**INPUT MATERIAL:**

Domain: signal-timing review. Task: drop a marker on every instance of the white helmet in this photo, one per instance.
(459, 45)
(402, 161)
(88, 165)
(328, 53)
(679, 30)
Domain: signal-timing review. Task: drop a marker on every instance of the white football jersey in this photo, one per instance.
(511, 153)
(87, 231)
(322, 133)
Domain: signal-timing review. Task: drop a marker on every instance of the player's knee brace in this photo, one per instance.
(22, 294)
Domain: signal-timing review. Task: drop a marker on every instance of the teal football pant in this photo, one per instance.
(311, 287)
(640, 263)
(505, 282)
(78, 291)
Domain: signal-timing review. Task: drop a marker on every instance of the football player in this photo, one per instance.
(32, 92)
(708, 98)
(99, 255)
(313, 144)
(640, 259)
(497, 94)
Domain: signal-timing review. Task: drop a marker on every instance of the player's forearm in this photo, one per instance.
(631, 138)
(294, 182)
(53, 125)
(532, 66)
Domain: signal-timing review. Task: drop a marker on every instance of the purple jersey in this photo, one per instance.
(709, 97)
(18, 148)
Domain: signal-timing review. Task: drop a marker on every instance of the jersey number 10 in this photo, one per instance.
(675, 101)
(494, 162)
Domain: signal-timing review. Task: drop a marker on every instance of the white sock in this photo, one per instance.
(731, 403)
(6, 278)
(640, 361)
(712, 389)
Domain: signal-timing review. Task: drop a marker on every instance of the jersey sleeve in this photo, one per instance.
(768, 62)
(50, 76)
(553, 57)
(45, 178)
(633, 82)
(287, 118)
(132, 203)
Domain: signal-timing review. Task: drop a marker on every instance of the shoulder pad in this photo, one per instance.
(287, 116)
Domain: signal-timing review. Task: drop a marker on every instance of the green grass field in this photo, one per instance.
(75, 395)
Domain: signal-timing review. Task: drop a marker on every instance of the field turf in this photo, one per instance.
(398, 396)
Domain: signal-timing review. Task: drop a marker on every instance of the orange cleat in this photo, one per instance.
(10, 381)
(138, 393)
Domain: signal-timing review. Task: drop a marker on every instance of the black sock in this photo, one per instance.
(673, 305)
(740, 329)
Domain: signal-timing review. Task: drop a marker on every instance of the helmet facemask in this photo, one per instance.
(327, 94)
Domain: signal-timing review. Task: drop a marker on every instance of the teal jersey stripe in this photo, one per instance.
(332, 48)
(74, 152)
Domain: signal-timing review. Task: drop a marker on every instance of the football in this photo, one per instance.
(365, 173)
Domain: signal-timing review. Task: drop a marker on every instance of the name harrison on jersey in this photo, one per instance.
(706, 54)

**SET EXERCISE:** Rescale everything from the line containing "on jersey in this photo, one per instance." down to the end of the data, inclusive, and reproduce only those lines in full. Multiply every coordinate by 1.05 and round each result to a whole number, with halves rounded up.

**EXERCISE RESULT:**
Domain: signal-timing review. Task: drop a marker on every instance of the name harrison on jersey in this photo, one per instance.
(741, 57)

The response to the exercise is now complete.